- **Required work**
Repeat each line exactly as it is written.

═══ Raw records

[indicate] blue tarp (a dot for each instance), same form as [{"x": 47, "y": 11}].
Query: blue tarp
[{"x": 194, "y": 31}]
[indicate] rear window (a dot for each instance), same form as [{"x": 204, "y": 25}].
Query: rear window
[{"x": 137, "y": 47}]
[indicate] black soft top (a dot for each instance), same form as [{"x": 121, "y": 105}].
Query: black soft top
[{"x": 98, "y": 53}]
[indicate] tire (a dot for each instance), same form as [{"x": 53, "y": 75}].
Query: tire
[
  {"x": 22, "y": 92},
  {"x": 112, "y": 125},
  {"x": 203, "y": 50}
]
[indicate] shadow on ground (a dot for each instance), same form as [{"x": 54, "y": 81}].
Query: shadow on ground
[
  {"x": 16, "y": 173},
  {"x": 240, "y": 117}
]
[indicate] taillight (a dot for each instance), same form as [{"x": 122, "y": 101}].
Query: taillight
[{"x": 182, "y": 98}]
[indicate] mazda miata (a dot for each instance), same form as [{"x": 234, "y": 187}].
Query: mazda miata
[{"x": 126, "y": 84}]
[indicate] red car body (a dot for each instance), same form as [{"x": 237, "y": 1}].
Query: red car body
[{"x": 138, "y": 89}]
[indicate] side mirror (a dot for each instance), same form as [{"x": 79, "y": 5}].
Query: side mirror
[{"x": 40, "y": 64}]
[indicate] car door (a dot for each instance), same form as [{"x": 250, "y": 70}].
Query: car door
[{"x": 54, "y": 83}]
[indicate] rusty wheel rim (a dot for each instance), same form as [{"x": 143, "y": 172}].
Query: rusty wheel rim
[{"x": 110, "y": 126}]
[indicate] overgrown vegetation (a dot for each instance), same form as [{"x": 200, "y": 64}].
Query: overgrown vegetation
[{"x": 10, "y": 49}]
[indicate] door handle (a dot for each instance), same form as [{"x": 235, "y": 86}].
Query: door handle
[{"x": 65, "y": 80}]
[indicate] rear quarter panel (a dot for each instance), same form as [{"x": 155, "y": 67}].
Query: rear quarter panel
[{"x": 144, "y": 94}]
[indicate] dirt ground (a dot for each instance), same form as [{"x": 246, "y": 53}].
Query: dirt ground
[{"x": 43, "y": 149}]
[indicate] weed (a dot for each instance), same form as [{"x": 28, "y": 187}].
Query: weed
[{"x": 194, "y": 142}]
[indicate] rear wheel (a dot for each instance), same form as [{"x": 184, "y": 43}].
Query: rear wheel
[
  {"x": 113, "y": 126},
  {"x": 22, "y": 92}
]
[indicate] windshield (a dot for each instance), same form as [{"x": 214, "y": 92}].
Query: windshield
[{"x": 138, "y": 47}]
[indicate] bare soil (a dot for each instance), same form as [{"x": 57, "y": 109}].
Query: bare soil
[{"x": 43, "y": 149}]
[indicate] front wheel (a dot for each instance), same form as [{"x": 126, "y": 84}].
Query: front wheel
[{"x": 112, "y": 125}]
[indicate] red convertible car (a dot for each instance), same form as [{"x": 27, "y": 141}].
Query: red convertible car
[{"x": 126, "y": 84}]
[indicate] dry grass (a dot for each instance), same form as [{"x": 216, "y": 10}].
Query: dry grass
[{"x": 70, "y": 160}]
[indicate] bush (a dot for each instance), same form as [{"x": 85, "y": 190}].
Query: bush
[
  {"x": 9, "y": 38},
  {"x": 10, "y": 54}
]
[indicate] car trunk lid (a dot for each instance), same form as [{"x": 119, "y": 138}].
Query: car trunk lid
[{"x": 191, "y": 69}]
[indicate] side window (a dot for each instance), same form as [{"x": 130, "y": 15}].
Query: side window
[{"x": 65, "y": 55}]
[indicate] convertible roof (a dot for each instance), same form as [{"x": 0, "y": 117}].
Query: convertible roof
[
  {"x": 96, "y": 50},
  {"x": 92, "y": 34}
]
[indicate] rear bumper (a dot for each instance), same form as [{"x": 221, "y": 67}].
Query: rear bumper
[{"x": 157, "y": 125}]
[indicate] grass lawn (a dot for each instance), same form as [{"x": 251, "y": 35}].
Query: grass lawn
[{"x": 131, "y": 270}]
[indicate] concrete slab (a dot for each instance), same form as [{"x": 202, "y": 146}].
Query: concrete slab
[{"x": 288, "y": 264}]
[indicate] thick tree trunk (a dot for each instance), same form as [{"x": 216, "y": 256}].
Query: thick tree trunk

══════

- **Exercise solution**
[indicate] blue tarp (a dot for each instance), same form as [{"x": 47, "y": 11}].
Query: blue tarp
[{"x": 194, "y": 31}]
[indicate] rear window (a dot for each instance), same form as [{"x": 204, "y": 25}].
Query: rear window
[{"x": 137, "y": 47}]
[indicate] black soft top (a dot for each instance), same form as [{"x": 121, "y": 105}].
Query: black soft top
[{"x": 98, "y": 53}]
[indicate] tire (a dot for each instance), same form as [{"x": 53, "y": 75}].
Query: tire
[
  {"x": 22, "y": 92},
  {"x": 112, "y": 125},
  {"x": 203, "y": 50}
]
[indicate] shadow on ground (a dot for each instance), same form as [{"x": 54, "y": 81}].
Query: shadow on ground
[
  {"x": 16, "y": 173},
  {"x": 240, "y": 117}
]
[indicate] taillight (a dot for each instance), same form as [{"x": 122, "y": 101}].
Query: taillight
[{"x": 182, "y": 98}]
[indicate] mazda miata (a dot for each instance), same form as [{"x": 234, "y": 187}].
Query: mazda miata
[{"x": 126, "y": 84}]
[indicate] red car body (a dot for each instance), same form as [{"x": 237, "y": 1}].
Query: red car body
[{"x": 138, "y": 89}]
[indicate] side mirror (a dot for each instance), same form as [{"x": 79, "y": 5}].
Query: side mirror
[{"x": 40, "y": 64}]
[indicate] car door (a dot for each instance), same form as [{"x": 250, "y": 70}].
Query: car door
[{"x": 54, "y": 83}]
[indicate] rusty wheel rim (a dot for each instance), same form as [{"x": 143, "y": 172}].
Query: rusty wheel rim
[{"x": 110, "y": 126}]
[indicate] overgrown vegetation (a dot for each instance), same form as [{"x": 200, "y": 64}].
Query: overgrown vegetation
[{"x": 10, "y": 49}]
[indicate] door handle (a dot for each instance), same form as [{"x": 235, "y": 86}].
Query: door handle
[{"x": 65, "y": 80}]
[indicate] rear quarter panel (a dot for each instance), same form as [{"x": 155, "y": 67}].
Query: rear quarter panel
[{"x": 144, "y": 94}]
[indicate] dirt ground (a dot for each instance), same form as [{"x": 246, "y": 53}].
Query: dirt ground
[{"x": 43, "y": 149}]
[indicate] weed (a dot for each instance), same form as [{"x": 28, "y": 187}].
Query: weed
[{"x": 194, "y": 142}]
[indicate] rear wheel (a dot for each instance), same form as [{"x": 184, "y": 43}].
Query: rear wheel
[
  {"x": 113, "y": 126},
  {"x": 22, "y": 92}
]
[indicate] windshield (a dot for each instance), same form as [{"x": 214, "y": 92}].
Query: windshield
[{"x": 138, "y": 47}]
[indicate] bare soil (a dot for each instance), same form as [{"x": 57, "y": 109}].
Query: bare soil
[{"x": 43, "y": 149}]
[indicate] front wheel (a dot for each instance), same form as [{"x": 126, "y": 84}].
Query: front wheel
[{"x": 112, "y": 125}]
[indicate] red convertible car (a dot for each instance), same form as [{"x": 27, "y": 141}].
Query: red convertible car
[{"x": 126, "y": 84}]
[indicate] dry grass (a dot for each instance), same form as [{"x": 216, "y": 10}].
Query: dry grass
[{"x": 70, "y": 160}]
[indicate] bush (a dot for each instance), same form as [{"x": 85, "y": 190}].
Query: bush
[
  {"x": 9, "y": 38},
  {"x": 10, "y": 54}
]
[indicate] car trunk lid (a dot for each instance), same form as [{"x": 119, "y": 138}].
Query: car trunk lid
[{"x": 191, "y": 69}]
[indicate] side window (a dot for each instance), same form as [{"x": 130, "y": 15}].
Query: side window
[{"x": 65, "y": 55}]
[indicate] convertible roof (a dot for each instance), same form as [{"x": 0, "y": 117}].
Query: convertible roof
[
  {"x": 96, "y": 50},
  {"x": 92, "y": 34}
]
[indicate] rear bumper (a dot for each instance), same form as [{"x": 221, "y": 67}].
Query: rear bumper
[{"x": 157, "y": 125}]
[indicate] grass lawn (a dot for each instance), same form as [{"x": 251, "y": 35}].
Query: grass lawn
[{"x": 131, "y": 270}]
[indicate] concrete slab (a dot for each instance), same form as [{"x": 202, "y": 146}].
Query: concrete slab
[{"x": 288, "y": 264}]
[indicate] thick tree trunk (a dot for each instance), same form as [{"x": 216, "y": 256}].
Query: thick tree trunk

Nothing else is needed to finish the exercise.